Object position labeling records:
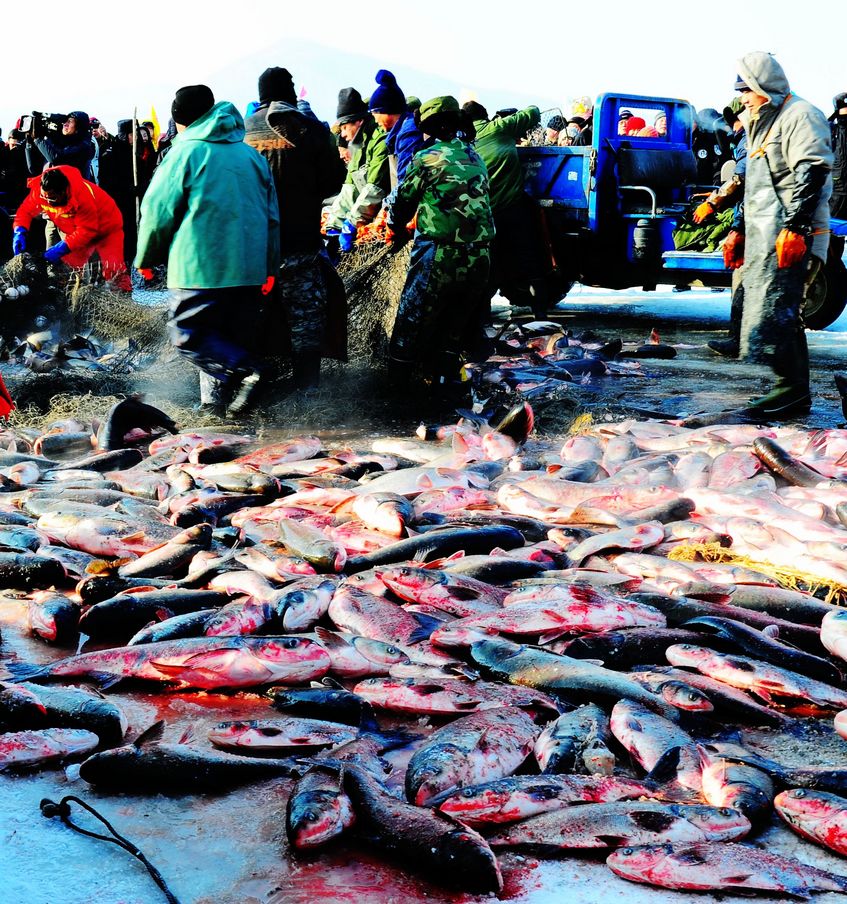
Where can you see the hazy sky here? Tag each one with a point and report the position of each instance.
(105, 58)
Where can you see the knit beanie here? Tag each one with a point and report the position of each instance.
(387, 98)
(276, 83)
(190, 103)
(350, 106)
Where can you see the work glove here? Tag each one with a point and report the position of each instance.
(56, 253)
(702, 212)
(733, 250)
(790, 248)
(19, 240)
(348, 236)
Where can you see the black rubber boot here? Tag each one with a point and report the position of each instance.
(307, 370)
(731, 346)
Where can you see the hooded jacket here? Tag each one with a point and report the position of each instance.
(791, 132)
(306, 168)
(211, 212)
(89, 214)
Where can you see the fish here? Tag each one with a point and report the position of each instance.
(441, 848)
(331, 703)
(25, 706)
(815, 815)
(150, 766)
(472, 749)
(560, 675)
(206, 663)
(172, 556)
(53, 616)
(737, 785)
(128, 416)
(622, 823)
(27, 571)
(650, 737)
(768, 682)
(446, 696)
(521, 796)
(121, 616)
(716, 866)
(36, 748)
(761, 646)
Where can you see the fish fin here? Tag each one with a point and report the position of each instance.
(105, 680)
(427, 626)
(151, 734)
(26, 671)
(101, 566)
(665, 769)
(651, 821)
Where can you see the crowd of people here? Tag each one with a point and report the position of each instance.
(248, 215)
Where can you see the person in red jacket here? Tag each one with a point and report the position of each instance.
(87, 218)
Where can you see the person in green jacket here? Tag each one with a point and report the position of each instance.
(520, 264)
(211, 215)
(446, 189)
(368, 173)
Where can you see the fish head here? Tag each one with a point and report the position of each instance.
(718, 823)
(463, 852)
(682, 696)
(241, 734)
(806, 809)
(441, 768)
(379, 652)
(681, 654)
(316, 816)
(638, 863)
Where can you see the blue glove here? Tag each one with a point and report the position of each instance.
(348, 236)
(56, 253)
(19, 240)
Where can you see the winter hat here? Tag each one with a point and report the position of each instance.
(350, 106)
(276, 83)
(475, 110)
(83, 123)
(190, 103)
(387, 98)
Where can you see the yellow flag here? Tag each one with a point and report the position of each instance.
(156, 130)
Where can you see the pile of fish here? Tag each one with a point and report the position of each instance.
(467, 645)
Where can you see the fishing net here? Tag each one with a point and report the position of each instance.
(373, 279)
(785, 575)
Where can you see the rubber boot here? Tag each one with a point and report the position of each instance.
(307, 370)
(790, 396)
(731, 346)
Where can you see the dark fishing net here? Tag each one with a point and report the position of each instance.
(373, 278)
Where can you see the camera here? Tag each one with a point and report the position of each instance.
(38, 124)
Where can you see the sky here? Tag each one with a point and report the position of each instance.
(512, 53)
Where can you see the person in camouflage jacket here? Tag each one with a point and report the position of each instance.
(446, 191)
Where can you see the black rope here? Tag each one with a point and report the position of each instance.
(50, 808)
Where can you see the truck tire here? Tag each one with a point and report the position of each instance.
(826, 298)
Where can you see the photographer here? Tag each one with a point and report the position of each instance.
(88, 221)
(70, 146)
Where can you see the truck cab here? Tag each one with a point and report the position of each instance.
(611, 208)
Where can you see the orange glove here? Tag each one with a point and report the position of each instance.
(702, 212)
(733, 250)
(790, 249)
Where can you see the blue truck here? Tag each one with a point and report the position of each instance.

(Problem details):
Express every line of the records above as a JSON list of strings, one string per line, with blank lines and the pictures omitted.

(Answer):
[
  "Where can you see the hazy sky here? Tag each one with a point and report the position of each instance.",
  "(105, 58)",
  "Where can you see the knit beanie here? Tag each one with a point and report the position of each instance.",
  "(387, 98)",
  "(276, 83)",
  "(190, 103)",
  "(350, 106)",
  "Where can you see the work glove here? Tag each one with a point and report the position of each instance.",
  "(56, 253)",
  "(702, 212)",
  "(733, 250)",
  "(790, 248)",
  "(19, 240)",
  "(348, 236)",
  "Where can you see the black rubber boot here? Tag each one with a point and report the position of each instance.",
  "(307, 370)",
  "(731, 346)",
  "Where can you see the hooded jacket here? Tag each one with a point and report the position of each instance.",
  "(791, 132)",
  "(306, 168)",
  "(211, 212)",
  "(89, 214)",
  "Where can you see the fish here? Tag each one with a point and report the position of each instance.",
  "(441, 848)",
  "(331, 703)",
  "(25, 706)",
  "(815, 815)",
  "(150, 766)",
  "(472, 749)",
  "(560, 675)",
  "(206, 663)",
  "(172, 556)",
  "(53, 616)",
  "(737, 785)",
  "(128, 416)",
  "(622, 823)",
  "(27, 571)",
  "(650, 737)",
  "(768, 682)",
  "(446, 696)",
  "(521, 796)",
  "(121, 616)",
  "(716, 866)",
  "(36, 748)",
  "(761, 646)",
  "Where can you see the fish fin here? Tag each one with a point and report the position of each instance.",
  "(105, 680)",
  "(427, 626)",
  "(151, 734)",
  "(26, 671)",
  "(101, 566)",
  "(665, 769)",
  "(651, 821)",
  "Where can you see the crowd of people here? Tag each one with a point and report the position of each instance.",
  "(248, 215)",
  "Where can you see the person in red jacket here? Tag each one with a point and report the position of each instance.",
  "(87, 218)",
  "Where can you see the person in green jacket here? Tag each one with a point and report the position of each instance.",
  "(520, 264)",
  "(211, 215)",
  "(446, 189)",
  "(368, 173)",
  "Where can you see the fish head here? Tag each one with a point and report the position of each instance.",
  "(718, 823)",
  "(463, 852)",
  "(682, 696)",
  "(241, 734)",
  "(806, 809)",
  "(441, 768)",
  "(379, 652)",
  "(681, 654)",
  "(316, 816)",
  "(638, 863)",
  "Where can you see the blue glove here? Tag each one with a point and report the position of each instance.",
  "(348, 236)",
  "(56, 253)",
  "(19, 240)",
  "Where can you see the winter hat here? Tag each one with a point and report the position of each instance.",
  "(350, 106)",
  "(276, 83)",
  "(475, 110)",
  "(83, 123)",
  "(190, 103)",
  "(387, 98)",
  "Where can you see the yellow flag here? Tag each one with a point and report the position of each instance.",
  "(156, 130)",
  "Where can you see the pile of fish here? Tag each one with a point and report the position of each instance.",
  "(467, 645)",
  "Where can you see the fishing net here? Tag each one with a point and report the position of each instance.",
  "(373, 279)",
  "(785, 575)",
  "Where can you see the rubber boot here? Tag each one with a point and report the position of each instance.",
  "(307, 370)",
  "(790, 396)",
  "(731, 346)",
  "Where can you see the dark fishing net here? Tag each one with a point and report the position of each instance.",
  "(373, 278)",
  "Where can you see the camera here? Tag each one with a point and report the position of each instance.",
  "(38, 124)",
  "Where can you see the sky here? Tag each one with a point and report the position of each instance.",
  "(512, 53)",
  "Where can you see the person in camouflage jacket here? Tag each one with a point and report the position of each instance.",
  "(446, 191)",
  "Where can you see the black rope here? Tag each one with a point and report the position of each instance.",
  "(50, 808)",
  "Where can you see the truck tire here? Tag each one with a point and report the position of each instance.",
  "(826, 298)",
  "Where can you see the photographer here? Tag each one with a point and report the position of each instance.",
  "(88, 221)",
  "(70, 146)",
  "Where can you see the truck cab here? Tag each one with a point and report the position of each instance.",
  "(611, 208)",
  "Where can you see the orange glove here? Tag each one with a point and report the position of each instance.",
  "(702, 212)",
  "(733, 250)",
  "(790, 249)",
  "Where can you see the blue truck here? Tag each one with a point and report the position of each instance."
]